Boston Underwater?

March 24, 2009

Boston, you have been warned. Sea levels are rising , and if one of the IPCC’s five scenarios is correct, the world’s oceans will rise somewhere between 18 and 59 cm (7 to 23 inches) by 2100. If that isn’t terrifying enough for the people living on the New England coast, the Boston Globe now tells us that the ocean near Boston will rise 8 inches more than the world average. How will the hapless rubes of Boston cope with this onslaught of Atlantic water?

I wouldn’t lose to much sleep worrying about the folks in Boston when it comes to pushing back against the ocean. Excerpts from the following maps were used to make an animation of the changing coastline in Boston:

  • A 1775 map showing the Boston area with the rebel military works. Note especially the isthmus, known as Boston Neck< that connects the town of Boston to the mainland.
  • An 1838 George W. Boynton engraving of Boston area from a Thomas G. Bradford atlas.
  • USGS map of Boston area.
  • A 2009 satellite image from Google Earth

The top of the animation shows the maps after photoshopping to make the land and water more obvious. The bottom of the animation shows the unaltered excerpts of the maps or images.


The panic prone will argue that our Bostonian ancestors dealt with a static ocean, not a rising ocean. Not so fast. Check out the NOAA graph below (click inside graph to see it in context at NOAA site). It shows a sea level rise rate of 2.63 mm/yr for the last 100 years in Boston. At that rate it will rise 23.9 cm (9.4 inches) by 2100.

Boston sea level rise

Boston sea level rise data from NOAA. Click in image fro view in context.

Anyone who panics over the IPCCs 100 year projections of rising sea levels does not understand the perseverance and ingenuity of free people. Then there are others, like James Hansen, who enjoy the feeling of panic so much that that they exagerate the probable sea level rise for this century to get their thrills. But that is a story for another day…


  1. Throw another sandbag on the levee.

[Coordinate labeling data]

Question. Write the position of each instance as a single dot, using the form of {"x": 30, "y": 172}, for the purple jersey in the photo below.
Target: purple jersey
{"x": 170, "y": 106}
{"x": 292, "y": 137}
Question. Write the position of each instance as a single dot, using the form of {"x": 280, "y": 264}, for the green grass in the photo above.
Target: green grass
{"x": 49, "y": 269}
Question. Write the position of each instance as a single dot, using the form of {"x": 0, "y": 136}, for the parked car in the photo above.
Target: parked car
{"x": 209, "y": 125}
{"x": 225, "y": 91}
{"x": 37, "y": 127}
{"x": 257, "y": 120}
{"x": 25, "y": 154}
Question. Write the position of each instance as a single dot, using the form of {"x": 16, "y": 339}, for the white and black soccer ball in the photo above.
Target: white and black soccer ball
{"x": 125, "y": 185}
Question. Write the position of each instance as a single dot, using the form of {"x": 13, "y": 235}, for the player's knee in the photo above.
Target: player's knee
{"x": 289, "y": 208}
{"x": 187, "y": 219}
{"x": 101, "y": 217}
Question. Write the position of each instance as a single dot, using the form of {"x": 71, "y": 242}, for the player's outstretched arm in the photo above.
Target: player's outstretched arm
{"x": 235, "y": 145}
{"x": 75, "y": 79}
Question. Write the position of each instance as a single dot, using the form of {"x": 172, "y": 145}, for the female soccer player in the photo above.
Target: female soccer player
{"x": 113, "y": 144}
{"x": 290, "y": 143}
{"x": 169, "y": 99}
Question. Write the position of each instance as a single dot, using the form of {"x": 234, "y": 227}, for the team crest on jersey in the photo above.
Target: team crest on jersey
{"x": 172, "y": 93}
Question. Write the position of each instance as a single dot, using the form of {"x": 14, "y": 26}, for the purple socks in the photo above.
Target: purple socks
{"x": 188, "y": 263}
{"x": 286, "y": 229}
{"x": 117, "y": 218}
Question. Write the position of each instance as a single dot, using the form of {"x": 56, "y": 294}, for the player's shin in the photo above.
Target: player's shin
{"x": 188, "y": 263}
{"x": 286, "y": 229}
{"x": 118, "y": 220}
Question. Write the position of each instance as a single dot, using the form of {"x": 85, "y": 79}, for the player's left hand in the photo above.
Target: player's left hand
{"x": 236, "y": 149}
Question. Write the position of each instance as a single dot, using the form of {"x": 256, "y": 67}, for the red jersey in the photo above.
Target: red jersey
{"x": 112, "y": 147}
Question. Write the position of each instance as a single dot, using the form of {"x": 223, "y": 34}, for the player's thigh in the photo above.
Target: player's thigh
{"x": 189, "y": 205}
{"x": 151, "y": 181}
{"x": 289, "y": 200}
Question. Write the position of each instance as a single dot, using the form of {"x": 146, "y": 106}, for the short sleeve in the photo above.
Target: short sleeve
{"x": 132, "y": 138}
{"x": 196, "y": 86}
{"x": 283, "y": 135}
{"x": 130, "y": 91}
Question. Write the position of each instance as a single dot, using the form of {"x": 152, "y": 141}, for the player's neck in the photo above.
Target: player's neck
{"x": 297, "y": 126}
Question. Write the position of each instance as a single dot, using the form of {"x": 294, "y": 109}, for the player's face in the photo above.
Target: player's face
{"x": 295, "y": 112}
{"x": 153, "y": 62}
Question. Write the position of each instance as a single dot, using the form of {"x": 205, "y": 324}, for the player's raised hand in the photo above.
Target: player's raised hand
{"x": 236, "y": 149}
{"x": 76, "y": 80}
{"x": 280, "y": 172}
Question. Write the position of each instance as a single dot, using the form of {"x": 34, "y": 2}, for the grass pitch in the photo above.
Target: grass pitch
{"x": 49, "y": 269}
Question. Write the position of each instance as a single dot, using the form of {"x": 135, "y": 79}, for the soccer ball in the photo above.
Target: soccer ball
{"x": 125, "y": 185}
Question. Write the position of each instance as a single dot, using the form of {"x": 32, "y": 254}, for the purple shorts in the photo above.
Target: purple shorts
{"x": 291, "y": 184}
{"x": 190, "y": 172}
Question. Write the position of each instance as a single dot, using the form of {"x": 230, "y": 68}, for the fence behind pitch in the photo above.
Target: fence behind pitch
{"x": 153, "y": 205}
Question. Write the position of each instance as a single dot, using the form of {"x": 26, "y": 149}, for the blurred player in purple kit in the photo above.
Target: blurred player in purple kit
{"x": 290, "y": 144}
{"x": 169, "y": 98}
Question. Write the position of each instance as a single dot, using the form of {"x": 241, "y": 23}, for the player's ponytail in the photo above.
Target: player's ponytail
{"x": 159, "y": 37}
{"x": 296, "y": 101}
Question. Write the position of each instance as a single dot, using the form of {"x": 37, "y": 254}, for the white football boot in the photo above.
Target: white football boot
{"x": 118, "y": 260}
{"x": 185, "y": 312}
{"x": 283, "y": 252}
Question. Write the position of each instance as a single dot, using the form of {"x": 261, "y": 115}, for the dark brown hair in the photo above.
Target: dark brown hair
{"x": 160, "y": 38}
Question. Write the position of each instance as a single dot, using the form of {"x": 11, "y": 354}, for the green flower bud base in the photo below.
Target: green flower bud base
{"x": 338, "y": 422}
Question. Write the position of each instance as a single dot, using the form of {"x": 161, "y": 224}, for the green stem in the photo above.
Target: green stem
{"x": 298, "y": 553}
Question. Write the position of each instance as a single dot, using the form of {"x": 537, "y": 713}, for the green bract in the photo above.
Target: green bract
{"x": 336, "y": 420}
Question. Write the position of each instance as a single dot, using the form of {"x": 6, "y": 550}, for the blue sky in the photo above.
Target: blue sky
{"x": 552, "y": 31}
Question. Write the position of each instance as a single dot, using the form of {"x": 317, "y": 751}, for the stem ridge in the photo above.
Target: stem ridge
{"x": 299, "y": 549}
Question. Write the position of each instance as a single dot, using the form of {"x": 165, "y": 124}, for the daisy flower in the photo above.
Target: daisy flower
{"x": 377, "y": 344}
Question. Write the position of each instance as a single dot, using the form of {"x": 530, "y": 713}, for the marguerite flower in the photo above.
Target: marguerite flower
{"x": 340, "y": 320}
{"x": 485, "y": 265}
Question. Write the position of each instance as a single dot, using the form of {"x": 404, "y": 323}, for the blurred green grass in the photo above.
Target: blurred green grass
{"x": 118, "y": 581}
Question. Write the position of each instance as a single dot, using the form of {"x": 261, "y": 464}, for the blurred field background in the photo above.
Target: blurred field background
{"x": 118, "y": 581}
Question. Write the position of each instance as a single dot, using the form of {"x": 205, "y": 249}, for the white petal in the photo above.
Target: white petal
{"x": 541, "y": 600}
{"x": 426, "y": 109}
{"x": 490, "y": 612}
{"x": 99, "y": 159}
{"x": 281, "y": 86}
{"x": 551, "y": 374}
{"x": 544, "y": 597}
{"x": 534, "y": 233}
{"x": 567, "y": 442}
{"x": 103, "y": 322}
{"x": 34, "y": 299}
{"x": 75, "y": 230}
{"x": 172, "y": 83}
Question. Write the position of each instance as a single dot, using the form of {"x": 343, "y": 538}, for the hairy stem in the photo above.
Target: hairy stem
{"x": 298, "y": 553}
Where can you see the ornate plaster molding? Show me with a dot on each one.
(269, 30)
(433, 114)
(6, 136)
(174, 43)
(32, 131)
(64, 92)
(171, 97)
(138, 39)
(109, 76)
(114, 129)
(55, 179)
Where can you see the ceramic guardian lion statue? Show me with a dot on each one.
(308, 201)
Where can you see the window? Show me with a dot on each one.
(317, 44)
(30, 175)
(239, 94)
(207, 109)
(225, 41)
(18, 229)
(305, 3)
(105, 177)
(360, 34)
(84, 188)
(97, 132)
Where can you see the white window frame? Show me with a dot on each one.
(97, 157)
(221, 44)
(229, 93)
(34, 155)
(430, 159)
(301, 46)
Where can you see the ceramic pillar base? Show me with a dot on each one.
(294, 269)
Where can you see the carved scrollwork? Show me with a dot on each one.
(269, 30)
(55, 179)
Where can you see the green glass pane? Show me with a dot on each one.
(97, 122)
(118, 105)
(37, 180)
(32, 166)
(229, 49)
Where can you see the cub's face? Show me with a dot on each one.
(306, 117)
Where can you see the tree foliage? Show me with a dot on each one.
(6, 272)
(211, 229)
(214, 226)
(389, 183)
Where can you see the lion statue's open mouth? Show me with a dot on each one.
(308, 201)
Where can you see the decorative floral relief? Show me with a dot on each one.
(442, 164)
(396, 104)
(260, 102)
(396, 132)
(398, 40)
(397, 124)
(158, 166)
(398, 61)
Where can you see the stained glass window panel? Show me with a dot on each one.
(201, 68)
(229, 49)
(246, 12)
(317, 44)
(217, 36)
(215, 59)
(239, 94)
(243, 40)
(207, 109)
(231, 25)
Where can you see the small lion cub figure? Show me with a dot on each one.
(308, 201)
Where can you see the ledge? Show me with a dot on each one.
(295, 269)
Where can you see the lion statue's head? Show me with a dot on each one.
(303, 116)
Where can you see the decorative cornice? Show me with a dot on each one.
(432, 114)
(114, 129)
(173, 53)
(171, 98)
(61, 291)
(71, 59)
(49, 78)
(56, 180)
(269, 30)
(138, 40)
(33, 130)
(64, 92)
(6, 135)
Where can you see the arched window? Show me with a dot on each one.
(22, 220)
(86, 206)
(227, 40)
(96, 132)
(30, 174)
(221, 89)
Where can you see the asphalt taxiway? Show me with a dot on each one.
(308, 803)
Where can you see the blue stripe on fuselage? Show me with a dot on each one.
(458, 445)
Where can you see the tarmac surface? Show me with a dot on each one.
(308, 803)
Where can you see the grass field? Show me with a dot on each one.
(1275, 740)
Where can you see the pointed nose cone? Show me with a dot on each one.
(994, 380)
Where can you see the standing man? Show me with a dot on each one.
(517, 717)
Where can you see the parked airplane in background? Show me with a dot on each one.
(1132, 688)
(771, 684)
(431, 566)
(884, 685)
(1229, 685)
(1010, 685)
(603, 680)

§ **GIVEN EXERCISE**:
Rewrite the part of the Boston sea level post that opens with the words containing "Boston, you have" and closes with "to the mainland.", renaming "isthmus" as "land bridge".

§ **PROBLEM SOLUTION**:
Boston, you have been warned. Sea levels are rising , and if one of the IPCC’s five scenarios is correct, the world’s oceans will rise somewhere between 18 and 59 cm (7 to 23 inches) by 2100. If that isn’t terrifying enough for the people living on the New England coast, the Boston Globe now tells us that the ocean near Boston will rise 8 inches more than the world average. How will the hapless rubes of Boston cope with this onslaught of Atlantic water?

I wouldn’t lose to much sleep worrying about the folks in Boston when it comes to pushing back against the ocean. Excerpts from the following maps were used to make an animation of the changing coastline in Boston:

  • A 1775 map showing the Boston area with the rebel military works. Note especially the land bridge, known as Boston Neck< that connects the town of Boston to the mainland.